» Lavoro richiesto:
• A. In una-tre frasi, spiega perché, secondo il testo sulle Beatitudini, la beata Alphonsa Maria ha potuto dedicarsi interamente ai più fragili.
• B. Prosegui per favore il testo sulle Beatitudini, partendo dopo la sua ultima frase.

La vita e la morte di Gesù mostrano in maniera esemplare cosa significhi vivere secondo lo spirito delle Beatitudini, diventando, in tal modo, beati. Ecco dunque affiorare la caratteristica essenziale di una persona beata. Un beato, una beata ricerca la stessa carriera verso il basso che ha avuto Gesù. Tale carriera è stata seguita dalla beata Alphonsa Maria in particolare tramite il servizio prestato ai poveri e agli ammalati, nei quali ella ha incontrato Dio. Ella era infatti convinta di poter vedere Dio nel prossimo. Ed ha potuto dedicarsi interamente ai più fragili, perché ha fatto suo lo spirito di Gesù Cristo, consistente essenzialmente nell’umiltà e nella povertà. La povertà rappresenta il fulcro di tutte le Beatitudini. Povertà, in ultima analisi, è sinonimo di creaturalità e mostra ciò che costituisce la vita cristiana: essere accoglienti e vivere con gratitudine, con fame di Dio e sete del suo amore. Essere poveri davanti a Dio significa essergli grati per la vita intera, significa concepire la vita come grato dono da restituire a Dio, come risposta al dono della vita fattoci dal Creatore e come risposta al dono della propria vita offertoci dal Redentore.

» Dati registrati:
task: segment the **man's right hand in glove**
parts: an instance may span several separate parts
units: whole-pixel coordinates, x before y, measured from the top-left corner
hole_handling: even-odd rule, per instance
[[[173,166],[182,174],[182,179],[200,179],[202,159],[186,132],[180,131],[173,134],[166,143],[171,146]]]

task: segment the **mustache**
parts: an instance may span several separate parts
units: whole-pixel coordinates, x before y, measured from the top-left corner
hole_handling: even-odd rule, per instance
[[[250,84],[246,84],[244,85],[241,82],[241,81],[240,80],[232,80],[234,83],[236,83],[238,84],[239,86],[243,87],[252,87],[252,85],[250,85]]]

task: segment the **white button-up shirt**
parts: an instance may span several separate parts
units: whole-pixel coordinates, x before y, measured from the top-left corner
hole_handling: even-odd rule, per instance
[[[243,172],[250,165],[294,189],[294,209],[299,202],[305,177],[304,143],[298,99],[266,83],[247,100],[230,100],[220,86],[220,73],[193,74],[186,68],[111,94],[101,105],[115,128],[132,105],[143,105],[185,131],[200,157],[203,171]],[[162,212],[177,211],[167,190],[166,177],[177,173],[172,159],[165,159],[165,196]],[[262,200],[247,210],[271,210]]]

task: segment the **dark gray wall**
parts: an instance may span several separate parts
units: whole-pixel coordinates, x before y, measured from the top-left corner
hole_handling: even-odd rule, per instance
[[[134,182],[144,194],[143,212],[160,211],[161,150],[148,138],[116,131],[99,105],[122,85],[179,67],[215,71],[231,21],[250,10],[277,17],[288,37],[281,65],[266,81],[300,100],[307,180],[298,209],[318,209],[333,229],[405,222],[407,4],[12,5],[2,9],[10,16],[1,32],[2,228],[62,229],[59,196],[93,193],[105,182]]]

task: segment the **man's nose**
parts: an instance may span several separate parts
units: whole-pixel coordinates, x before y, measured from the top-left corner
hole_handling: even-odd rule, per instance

» Risposte ai compiti:
• A. Perché ha fatto suo lo spirito di Gesù Cristo, che consiste essenzialmente nell'umiltà e nella povertà.

• B.
Ecco che ci appare, concretamente, il segreto della vita della beata Alphonsa Maria Eppinger. Ella ha sentito di essere amata da Dio, ne ha fatto l’esperienza, soprattutto attraverso la contemplazione della croce del Signore. La croce è infatti il segno più eloquente del fatto che Gesù non si è accontentato di dichiarare a parole il suo amore per gli uomini, ma ha pagato a caro prezzo questo amore, poiché nell’amore, sulla croce, ha donato il sangue del suo cuore per noi uomini e, così facendo, ci accolti in maniera definitiva. Tramite la contemplazione della croce, la beata Alphonsa Maria ha compreso profondamente ciò che significa redenzione, ovvero che noi uomini possiamo essere redenti soltanto grazie all’amore e che, dunque, l’essere redenti consiste nell’essere amati.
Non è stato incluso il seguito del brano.